Pick out the lines below with "errors" and list them.
───── EXERCISE DATA
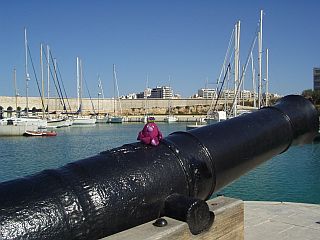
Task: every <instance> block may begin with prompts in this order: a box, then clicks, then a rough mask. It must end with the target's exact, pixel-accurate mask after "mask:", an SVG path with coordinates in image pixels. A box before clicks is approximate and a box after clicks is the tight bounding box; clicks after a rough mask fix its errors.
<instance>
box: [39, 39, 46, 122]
mask: <svg viewBox="0 0 320 240" xmlns="http://www.w3.org/2000/svg"><path fill="white" fill-rule="evenodd" d="M42 51H43V45H42V43H41V44H40V68H41V98H42V117H43V118H44V112H45V109H44V75H43V74H44V72H43V58H42Z"/></svg>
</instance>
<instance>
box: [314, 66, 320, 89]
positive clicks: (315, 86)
mask: <svg viewBox="0 0 320 240" xmlns="http://www.w3.org/2000/svg"><path fill="white" fill-rule="evenodd" d="M313 90H320V68H313Z"/></svg>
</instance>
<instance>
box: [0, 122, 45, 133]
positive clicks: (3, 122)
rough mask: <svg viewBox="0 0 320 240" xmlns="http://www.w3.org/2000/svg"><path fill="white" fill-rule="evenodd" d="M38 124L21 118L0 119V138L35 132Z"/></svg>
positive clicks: (37, 128)
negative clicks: (4, 136)
mask: <svg viewBox="0 0 320 240" xmlns="http://www.w3.org/2000/svg"><path fill="white" fill-rule="evenodd" d="M38 129H39V123H38V122H36V121H27V120H26V119H23V118H5V119H0V136H23V134H24V133H25V132H26V131H37V130H38Z"/></svg>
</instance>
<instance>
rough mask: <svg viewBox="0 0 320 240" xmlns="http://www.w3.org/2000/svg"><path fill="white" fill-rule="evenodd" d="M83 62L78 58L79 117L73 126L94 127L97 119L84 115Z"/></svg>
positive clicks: (77, 84)
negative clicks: (86, 125) (83, 103)
mask: <svg viewBox="0 0 320 240" xmlns="http://www.w3.org/2000/svg"><path fill="white" fill-rule="evenodd" d="M82 78H83V76H82V62H81V60H80V59H79V57H77V97H78V111H77V113H78V116H77V117H75V118H74V119H73V125H94V124H95V123H96V118H90V117H88V116H83V115H82V80H83V79H82Z"/></svg>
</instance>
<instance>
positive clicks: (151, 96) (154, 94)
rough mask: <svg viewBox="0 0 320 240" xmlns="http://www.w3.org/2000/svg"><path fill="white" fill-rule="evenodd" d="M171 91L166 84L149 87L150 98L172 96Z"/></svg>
mask: <svg viewBox="0 0 320 240" xmlns="http://www.w3.org/2000/svg"><path fill="white" fill-rule="evenodd" d="M172 96H173V91H172V89H171V87H168V86H162V87H156V88H153V89H151V95H150V98H164V99H168V98H172Z"/></svg>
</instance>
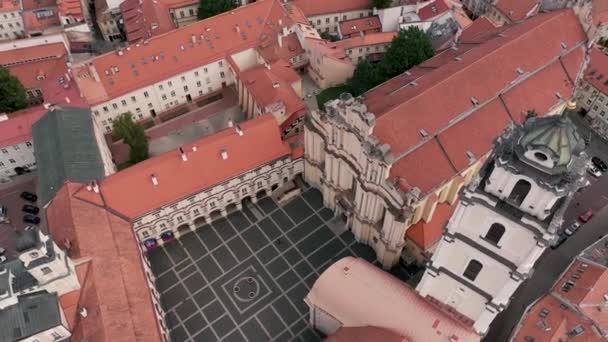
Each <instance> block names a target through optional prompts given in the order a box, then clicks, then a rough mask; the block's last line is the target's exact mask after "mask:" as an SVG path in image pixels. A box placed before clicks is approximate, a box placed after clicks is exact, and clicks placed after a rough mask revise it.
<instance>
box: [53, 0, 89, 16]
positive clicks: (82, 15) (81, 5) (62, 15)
mask: <svg viewBox="0 0 608 342" xmlns="http://www.w3.org/2000/svg"><path fill="white" fill-rule="evenodd" d="M57 9H58V12H59V15H60V16H64V17H70V16H71V17H74V18H76V19H77V20H79V21H82V20H84V19H85V18H84V10H83V8H82V3H81V2H80V0H57Z"/></svg>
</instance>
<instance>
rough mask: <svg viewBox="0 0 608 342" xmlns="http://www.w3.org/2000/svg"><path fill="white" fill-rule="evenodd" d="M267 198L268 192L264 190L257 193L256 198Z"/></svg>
mask: <svg viewBox="0 0 608 342" xmlns="http://www.w3.org/2000/svg"><path fill="white" fill-rule="evenodd" d="M265 196H266V190H264V189H262V190H260V191H258V192H256V193H255V198H257V199H261V198H263V197H265Z"/></svg>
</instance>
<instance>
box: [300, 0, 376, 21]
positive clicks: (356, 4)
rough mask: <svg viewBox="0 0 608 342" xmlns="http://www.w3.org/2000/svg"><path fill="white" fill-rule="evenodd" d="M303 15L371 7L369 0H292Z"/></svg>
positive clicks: (370, 4) (360, 8) (345, 10)
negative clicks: (301, 12) (300, 11)
mask: <svg viewBox="0 0 608 342" xmlns="http://www.w3.org/2000/svg"><path fill="white" fill-rule="evenodd" d="M292 3H293V4H294V5H296V6H297V7H299V8H300V9H301V10H302V12H303V13H304V15H306V16H307V17H312V16H315V15H319V14H331V13H341V12H349V11H356V10H362V9H370V10H371V8H372V3H371V1H369V0H323V1H319V0H294V1H292Z"/></svg>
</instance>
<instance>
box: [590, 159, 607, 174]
mask: <svg viewBox="0 0 608 342" xmlns="http://www.w3.org/2000/svg"><path fill="white" fill-rule="evenodd" d="M591 162H592V163H593V165H595V167H597V168H598V169H599V170H600V171H602V172H606V171H608V166H607V165H606V163H604V161H603V160H601V159H600V158H599V157H593V158H591Z"/></svg>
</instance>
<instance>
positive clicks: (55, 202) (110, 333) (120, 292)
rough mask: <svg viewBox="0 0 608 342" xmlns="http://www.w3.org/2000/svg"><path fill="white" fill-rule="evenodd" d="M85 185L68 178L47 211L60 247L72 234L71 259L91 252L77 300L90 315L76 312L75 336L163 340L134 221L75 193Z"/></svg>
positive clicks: (88, 313)
mask: <svg viewBox="0 0 608 342" xmlns="http://www.w3.org/2000/svg"><path fill="white" fill-rule="evenodd" d="M83 188H84V185H82V184H77V183H69V182H67V183H66V184H65V185H64V186H63V187H62V188H61V190H59V192H57V195H56V196H55V198H54V199H53V200H52V201H51V203H50V205H49V207H48V209H47V211H46V215H47V222H48V227H49V232H50V233H51V235H52V236H53V238H54V239H55V241H58V242H59V243H58V244H59V245H60V247H61V248H64V247H65V241H66V240H68V241H70V243H71V245H72V246H71V248H70V249H69V250H68V254H69V256H70V257H71V258H72V259H79V258H91V260H90V263H89V266H88V272H87V275H86V279H85V280H84V281H83V282H82V283H81V289H80V296H79V301H78V306H79V307H84V308H85V309H86V310H87V314H88V315H87V317H86V318H82V317H80V316H77V317H76V320H75V322H74V327H73V328H72V329H71V330H72V340H75V341H82V340H89V341H113V342H114V341H125V342H127V341H163V338H162V336H161V333H160V327H159V325H158V321H157V318H156V314H155V311H154V306H153V304H152V297H151V293H150V291H149V290H148V281H147V279H146V274H145V272H144V268H143V265H142V260H143V259H142V258H143V256H142V254H141V251H140V250H139V247H138V244H137V241H136V239H135V235H134V232H133V229H132V227H131V225H130V224H129V223H128V222H126V221H124V220H122V219H120V218H119V217H117V216H115V215H113V214H112V213H110V212H109V211H108V210H106V209H104V208H102V207H99V206H97V205H94V204H91V203H89V202H86V201H83V200H80V199H78V198H76V196H75V195H74V194H75V193H77V192H78V191H81V190H83ZM83 191H86V190H83Z"/></svg>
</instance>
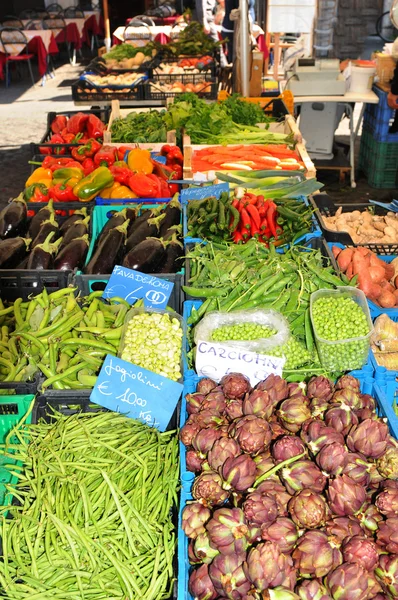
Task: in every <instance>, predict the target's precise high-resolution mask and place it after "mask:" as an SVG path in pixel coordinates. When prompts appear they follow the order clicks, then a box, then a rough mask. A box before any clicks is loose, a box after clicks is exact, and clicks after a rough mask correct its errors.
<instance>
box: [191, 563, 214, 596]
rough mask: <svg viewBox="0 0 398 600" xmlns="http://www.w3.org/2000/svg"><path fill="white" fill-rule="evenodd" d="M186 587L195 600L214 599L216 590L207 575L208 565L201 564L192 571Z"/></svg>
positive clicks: (208, 570)
mask: <svg viewBox="0 0 398 600" xmlns="http://www.w3.org/2000/svg"><path fill="white" fill-rule="evenodd" d="M188 589H189V592H190V594H191V596H192V597H193V598H194V599H195V600H215V599H216V598H217V592H216V590H215V589H214V585H213V582H212V580H211V579H210V576H209V567H208V565H201V566H200V567H199V568H198V569H195V570H194V571H192V573H191V576H190V578H189V582H188Z"/></svg>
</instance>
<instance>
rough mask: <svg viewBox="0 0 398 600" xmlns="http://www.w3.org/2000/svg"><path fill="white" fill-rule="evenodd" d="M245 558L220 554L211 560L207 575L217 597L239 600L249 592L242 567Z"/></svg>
mask: <svg viewBox="0 0 398 600" xmlns="http://www.w3.org/2000/svg"><path fill="white" fill-rule="evenodd" d="M245 558H246V554H228V555H223V554H220V555H219V556H216V558H215V559H214V560H213V562H212V564H211V565H210V568H209V575H210V579H211V580H212V582H213V585H214V588H215V590H216V592H217V593H218V594H219V596H222V597H227V598H231V600H241V598H242V597H243V596H245V594H246V593H247V592H248V591H249V590H250V588H251V583H250V581H248V580H247V579H246V575H245V573H244V571H243V566H242V565H243V562H244V560H245Z"/></svg>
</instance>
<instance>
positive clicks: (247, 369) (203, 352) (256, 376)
mask: <svg viewBox="0 0 398 600" xmlns="http://www.w3.org/2000/svg"><path fill="white" fill-rule="evenodd" d="M285 360H286V359H285V358H278V357H276V356H268V355H266V354H258V353H257V352H247V351H245V350H242V349H241V348H237V347H234V346H227V345H224V344H214V343H213V342H204V341H198V343H197V346H196V358H195V367H196V372H197V374H198V375H199V376H203V377H210V378H211V379H214V380H215V381H217V382H218V381H220V379H221V378H222V377H224V375H227V374H228V373H243V374H244V375H246V376H247V377H248V378H249V379H250V383H251V384H252V385H253V386H254V385H256V384H257V383H258V382H259V381H262V380H263V379H266V378H267V377H268V375H271V374H272V373H273V374H274V375H280V376H282V371H283V367H284V364H285Z"/></svg>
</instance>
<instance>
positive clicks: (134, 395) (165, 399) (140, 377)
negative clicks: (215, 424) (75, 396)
mask: <svg viewBox="0 0 398 600" xmlns="http://www.w3.org/2000/svg"><path fill="white" fill-rule="evenodd" d="M182 387H183V386H182V385H181V384H180V383H177V382H175V381H172V380H171V379H167V378H166V377H162V376H161V375H157V373H153V372H152V371H148V370H147V369H142V368H141V367H138V366H137V365H133V364H131V363H129V362H126V361H125V360H122V359H120V358H116V357H115V356H111V355H110V354H108V355H107V357H106V359H105V361H104V363H103V365H102V368H101V371H100V373H99V375H98V378H97V382H96V384H95V387H94V388H93V391H92V392H91V396H90V400H91V401H92V402H95V404H99V405H100V406H104V407H105V408H109V410H113V411H114V412H119V413H122V414H124V415H126V416H127V417H130V418H132V419H138V420H139V421H143V422H144V423H146V424H147V425H151V426H153V427H157V428H158V429H159V430H160V431H165V430H166V428H167V426H168V424H169V423H170V419H171V417H172V416H173V413H174V410H175V407H176V406H177V403H178V400H179V398H180V396H181V392H182Z"/></svg>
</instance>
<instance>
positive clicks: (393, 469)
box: [376, 447, 398, 479]
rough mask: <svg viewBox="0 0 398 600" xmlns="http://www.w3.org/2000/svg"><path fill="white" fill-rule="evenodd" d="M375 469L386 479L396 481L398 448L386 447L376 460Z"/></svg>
mask: <svg viewBox="0 0 398 600" xmlns="http://www.w3.org/2000/svg"><path fill="white" fill-rule="evenodd" d="M376 464H377V469H378V471H379V473H380V474H381V475H382V477H385V478H386V479H398V448H395V447H387V449H386V451H385V452H384V454H382V455H381V456H380V457H379V458H378V459H377V463H376Z"/></svg>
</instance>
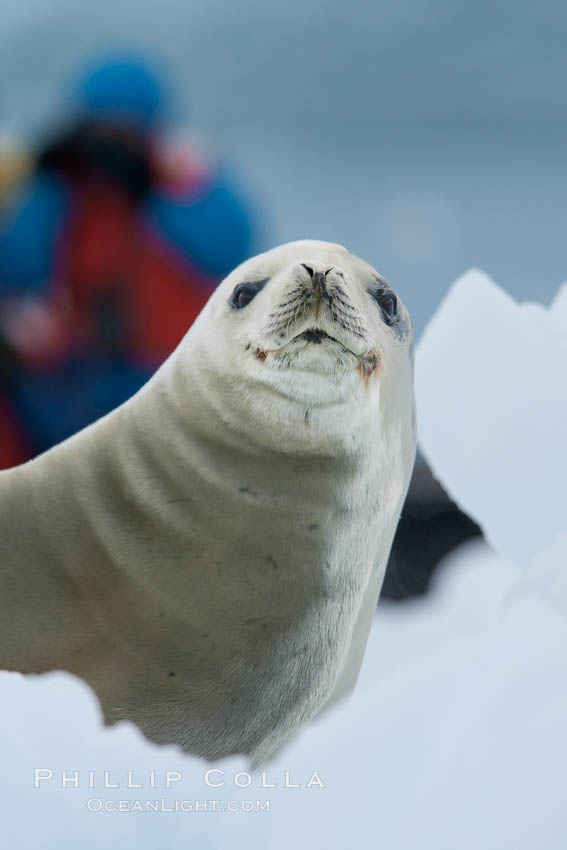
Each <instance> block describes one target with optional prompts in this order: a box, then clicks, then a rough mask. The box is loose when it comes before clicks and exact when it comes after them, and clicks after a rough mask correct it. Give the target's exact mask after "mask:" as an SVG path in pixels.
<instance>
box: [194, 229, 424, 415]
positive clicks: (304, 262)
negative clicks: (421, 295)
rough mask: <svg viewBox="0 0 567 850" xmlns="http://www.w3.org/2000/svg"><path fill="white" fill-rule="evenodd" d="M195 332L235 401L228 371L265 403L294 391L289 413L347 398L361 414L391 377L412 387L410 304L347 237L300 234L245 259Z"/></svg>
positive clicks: (288, 407)
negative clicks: (342, 245) (284, 243)
mask: <svg viewBox="0 0 567 850" xmlns="http://www.w3.org/2000/svg"><path fill="white" fill-rule="evenodd" d="M213 328H214V331H213ZM188 336H189V337H191V338H192V340H193V341H194V343H195V344H196V345H198V346H199V349H200V351H199V358H200V360H201V362H202V360H203V357H205V358H206V360H207V369H208V370H211V369H212V370H215V371H217V374H218V376H219V381H220V382H221V383H224V384H225V389H224V392H225V399H226V401H227V403H228V397H227V396H226V393H227V392H228V389H227V381H226V380H222V379H221V377H220V376H221V375H224V376H225V379H226V376H227V375H230V376H231V379H230V380H228V384H230V385H231V386H232V387H234V388H238V390H237V392H238V393H240V396H241V397H247V401H248V402H249V403H250V404H251V405H253V406H257V404H258V401H259V398H260V397H261V396H264V398H263V401H262V404H263V407H262V410H263V412H264V413H265V411H266V404H265V403H264V402H265V401H268V407H271V408H272V409H273V407H274V405H275V406H279V402H278V398H279V399H280V401H281V399H282V398H283V399H285V400H286V404H287V406H288V408H289V407H290V406H291V408H297V410H296V411H295V413H293V414H292V413H291V412H290V411H289V410H288V411H287V413H288V414H289V415H288V416H287V419H288V423H289V422H291V421H295V418H296V416H297V417H300V418H301V419H302V420H303V421H305V422H309V421H310V417H311V413H310V411H313V410H314V409H315V408H317V409H322V408H324V407H329V406H333V407H335V408H336V407H337V406H338V405H341V406H343V407H345V406H346V408H348V412H349V415H350V416H351V417H355V415H356V408H357V407H360V406H361V405H363V406H364V407H366V408H368V406H369V400H370V399H372V398H373V399H374V400H376V399H377V396H378V394H379V393H381V394H382V395H383V394H384V391H385V389H386V387H387V385H390V386H391V392H392V393H394V394H395V393H397V394H398V395H399V394H400V393H404V392H405V391H406V385H407V387H408V393H411V392H412V388H411V360H412V351H413V348H412V332H411V322H410V319H409V315H408V312H407V310H406V308H405V306H404V304H403V303H402V301H401V299H400V298H399V297H398V296H397V295H396V293H395V292H394V290H393V289H392V287H391V286H390V285H389V284H388V283H387V282H386V280H385V279H384V278H383V277H382V276H381V275H380V274H378V272H376V271H375V270H374V269H373V268H372V267H371V266H369V265H368V264H367V263H365V262H364V261H363V260H361V259H359V258H358V257H356V256H354V255H353V254H350V253H349V252H348V251H347V250H346V249H345V248H343V247H342V246H340V245H334V244H331V243H328V242H316V241H310V240H306V241H301V242H291V243H288V244H286V245H281V246H280V247H278V248H275V249H273V250H271V251H268V252H266V253H265V254H260V255H259V256H257V257H254V258H252V259H251V260H248V261H246V262H245V263H243V264H242V265H240V266H239V267H238V268H236V269H235V270H234V271H233V272H232V273H231V274H230V275H229V276H228V277H227V278H226V279H225V280H224V281H223V283H222V284H221V285H220V286H219V287H218V289H217V290H216V292H215V293H214V295H213V296H212V298H211V299H210V301H209V303H208V304H207V306H206V307H205V309H204V310H203V312H202V314H201V316H200V317H199V319H198V320H197V322H196V324H195V326H194V327H193V328H192V329H191V332H190V333H189V335H188ZM251 387H254V390H253V392H252V393H251V392H250V389H251ZM266 394H268V396H270V399H268V398H267V396H266ZM290 403H291V405H290ZM300 408H301V410H299V409H300ZM280 413H281V407H280ZM311 421H313V420H312V417H311Z"/></svg>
──────────
→ **SOLUTION TO THIS EXERCISE**
Task: every <instance> block may begin with prompts in this order: a box, then clicks, then a rough mask. It must end with the target's exact, pixel-accurate mask after "mask:", an SVG path with coordinates in image pixels. A box before clicks is approximate and a box after clicks is the tight bounding box; clicks after a rough mask fix its errors.
Task: in every <instance>, predict the target's precise high-resolution mask and place it after "mask:" as an SVG path in pixel coordinates. When prompts appear they follow the order clicks, then a box, then a rough mask. A box before any clicks is loose, a box after clicks is exact, and clicks after a rough mask correct its errors.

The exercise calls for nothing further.